** Given problem A **
Reproduce everything in the forum thread on belt ranks from "In my dojang" down to "to signify something.)".
** Given problem B **
Translate into Spanish the following sentence from the forum thread on belt ranks: "I believe the adults skip the yellow for us."
** Given problem C **
Write the next part of the forum thread on belt ranks, picking up after its final line.

# START OF Extracted text

Master Ken Nessworthy


----------



## xpoc454 (Jul 24, 2006)

Im a white belt currently but this is at least what Ive seen.
In my dojang our belt progression is:

10th gup - White
9th gup - yellow
8th gup - orange with/ one stripe
7th gup - orange with/ two stripe
6th gup - Green
5th gup - Green w/one stripe
4th gup - Green w/two stripes
3rd gup - Red
2nd gup - Red w/one stripe
1st gup - Red w/two stripes
1st dan - Midnight blue
(I belive if you progress past this there may be a white stripe down the lengthwise to signify something.) 

I believe the adults skip the yellow for us.
I also belive but am not positive


----------



## Komah (Nov 24, 2006)

tsdclaflin said:


> Does your school use the brown belt between green and red?
> 
> Do you have "cho dan bo" between 1st gup and 1st black?
> 
> ...


 

No ours is:

10 White
9 Yellow
8 Orange
7 Orange (1 stripe)
6 Green
5 Green (1 stripe)
4 Green ( 2 stripes)
3 Red
2 Red (1 stripe)
1 Red (2 stripes)
Pre Cho Dan (Red w/ 3 stripes)
Black


----------



## JT_the_Ninja (Jan 11, 2007)

# END OF Extracted text
# START OF Excerpted data

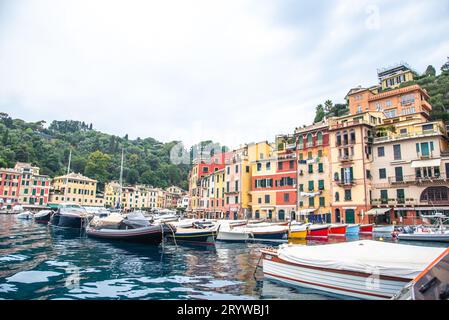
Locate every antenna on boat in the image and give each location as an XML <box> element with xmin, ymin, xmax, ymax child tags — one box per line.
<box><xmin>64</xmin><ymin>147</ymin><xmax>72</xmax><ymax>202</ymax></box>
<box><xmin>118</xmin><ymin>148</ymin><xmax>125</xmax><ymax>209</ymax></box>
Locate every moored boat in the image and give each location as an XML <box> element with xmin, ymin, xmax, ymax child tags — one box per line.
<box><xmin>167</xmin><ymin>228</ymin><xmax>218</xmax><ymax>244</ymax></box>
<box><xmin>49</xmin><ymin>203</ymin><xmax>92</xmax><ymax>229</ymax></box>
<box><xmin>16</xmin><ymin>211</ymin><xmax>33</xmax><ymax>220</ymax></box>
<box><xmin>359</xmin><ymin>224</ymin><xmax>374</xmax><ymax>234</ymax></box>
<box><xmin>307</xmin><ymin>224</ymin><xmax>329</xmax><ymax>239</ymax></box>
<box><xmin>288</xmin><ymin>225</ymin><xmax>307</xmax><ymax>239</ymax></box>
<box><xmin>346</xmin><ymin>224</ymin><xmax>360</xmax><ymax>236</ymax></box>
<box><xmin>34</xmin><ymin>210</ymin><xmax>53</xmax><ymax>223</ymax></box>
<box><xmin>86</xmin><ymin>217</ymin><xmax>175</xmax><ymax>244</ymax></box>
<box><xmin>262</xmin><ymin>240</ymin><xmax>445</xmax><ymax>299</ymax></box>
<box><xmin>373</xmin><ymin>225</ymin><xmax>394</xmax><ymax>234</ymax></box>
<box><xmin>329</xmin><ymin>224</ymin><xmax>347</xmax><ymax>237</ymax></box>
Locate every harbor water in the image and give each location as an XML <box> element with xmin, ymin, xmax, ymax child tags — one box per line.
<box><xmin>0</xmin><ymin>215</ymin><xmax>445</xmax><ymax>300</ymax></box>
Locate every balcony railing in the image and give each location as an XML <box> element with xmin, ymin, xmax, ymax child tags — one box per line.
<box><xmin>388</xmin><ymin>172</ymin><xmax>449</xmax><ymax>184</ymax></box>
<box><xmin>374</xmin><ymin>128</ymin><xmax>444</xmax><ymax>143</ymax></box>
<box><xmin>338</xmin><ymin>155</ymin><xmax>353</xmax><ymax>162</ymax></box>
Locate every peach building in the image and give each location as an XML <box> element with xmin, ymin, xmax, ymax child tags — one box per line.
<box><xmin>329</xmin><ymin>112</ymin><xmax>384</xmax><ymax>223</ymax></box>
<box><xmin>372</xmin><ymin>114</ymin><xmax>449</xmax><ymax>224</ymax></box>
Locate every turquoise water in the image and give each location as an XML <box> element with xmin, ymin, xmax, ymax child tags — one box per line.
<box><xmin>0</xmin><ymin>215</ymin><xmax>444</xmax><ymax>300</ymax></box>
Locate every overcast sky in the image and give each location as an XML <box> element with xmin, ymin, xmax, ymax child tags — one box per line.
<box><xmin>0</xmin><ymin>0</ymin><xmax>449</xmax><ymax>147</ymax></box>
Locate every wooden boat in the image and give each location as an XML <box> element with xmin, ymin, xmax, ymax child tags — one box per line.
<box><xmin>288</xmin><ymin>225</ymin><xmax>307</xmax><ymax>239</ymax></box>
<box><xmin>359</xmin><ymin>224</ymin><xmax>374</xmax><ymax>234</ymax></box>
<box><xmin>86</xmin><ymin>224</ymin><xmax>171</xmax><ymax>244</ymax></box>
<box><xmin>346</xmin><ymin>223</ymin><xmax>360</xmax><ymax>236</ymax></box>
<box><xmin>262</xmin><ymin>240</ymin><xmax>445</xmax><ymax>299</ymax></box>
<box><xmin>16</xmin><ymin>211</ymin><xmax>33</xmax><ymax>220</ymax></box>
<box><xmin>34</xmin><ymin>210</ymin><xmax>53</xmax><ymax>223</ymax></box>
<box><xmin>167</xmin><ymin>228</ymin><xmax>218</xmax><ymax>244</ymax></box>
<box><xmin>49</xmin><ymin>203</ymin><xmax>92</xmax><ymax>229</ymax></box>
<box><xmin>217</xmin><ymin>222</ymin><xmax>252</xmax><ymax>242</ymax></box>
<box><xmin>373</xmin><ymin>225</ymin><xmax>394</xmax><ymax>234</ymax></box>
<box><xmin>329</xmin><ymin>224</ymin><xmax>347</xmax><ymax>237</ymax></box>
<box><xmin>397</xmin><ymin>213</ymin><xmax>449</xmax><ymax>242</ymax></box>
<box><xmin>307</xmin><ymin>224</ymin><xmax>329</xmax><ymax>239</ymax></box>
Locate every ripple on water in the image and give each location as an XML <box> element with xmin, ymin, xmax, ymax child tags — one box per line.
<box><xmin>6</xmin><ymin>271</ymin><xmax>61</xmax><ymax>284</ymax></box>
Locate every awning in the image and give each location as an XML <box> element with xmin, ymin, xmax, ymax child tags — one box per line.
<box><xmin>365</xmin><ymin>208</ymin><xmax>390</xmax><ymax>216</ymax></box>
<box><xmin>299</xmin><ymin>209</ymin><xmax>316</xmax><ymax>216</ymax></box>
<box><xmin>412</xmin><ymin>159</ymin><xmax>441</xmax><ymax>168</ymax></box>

# END OF Excerpted data

** Answer A **
In my dojang our belt progression is:

10th gup - White
9th gup - yellow
8th gup - orange with/ one stripe
7th gup - orange with/ two stripe
6th gup - Green
5th gup - Green w/one stripe
4th gup - Green w/two stripes
3rd gup - Red
2nd gup - Red w/one stripe
1st gup - Red w/two stripes
1st dan - Midnight blue
(I belive if you progress past this there may be a white stripe down the lengthwise to signify something.)

** Answer B **
Creo que, en nuestro caso, los adultos se saltan el amarillo.

** Answer C **
Komah's is closest to mine, it seems:

10 - White 
 9 -Yellow 
 8 - Orange
 7 - Orange w/ green stripe
 6 - Green
 5 - Green w/ 1 red stripe
 4 - Green w/ 2 red stripes
 3 - Red
 2 - Red w/ 1 blue stripe
 1 - Red w/ 2 blue stripes
1st pretest - Red w/ 3 blue stripes
2nd pretest - Red w/ 4 blue stripes
cho dan - midnight blue
ee dan - midnight blue w/ 2 white stripes 
sam dan - midnight blue w/ 3 white stripes
sa dan and above - midnight blue w/ red stripe down middle

Looks like a lot of subdivision, and it is, but there's a lot of time, once you get to upper ranks. Tests from 10th gup to 3rd gup have 3 months in between them, but once you become a red belt, it's 6 months in between tests. And once you're a "black" belt (really midnight blue, I know), it's even longer. Takes 2 years, minimum, to get to ee dan level. Which is why I'm only ee dan now, when I've been at it for going on 8 years. Gotta love that, when compared to McDojos where you can get a black belt in a year. 

So why did the brown belt even start? No clue. Would make more sense to replace the 2 pretest levels with brown belt (save on tape, for one thing), since you wear the same red belt for so long (gotta wait a couple months before you even know if you passed your test for cho dan, much less get it).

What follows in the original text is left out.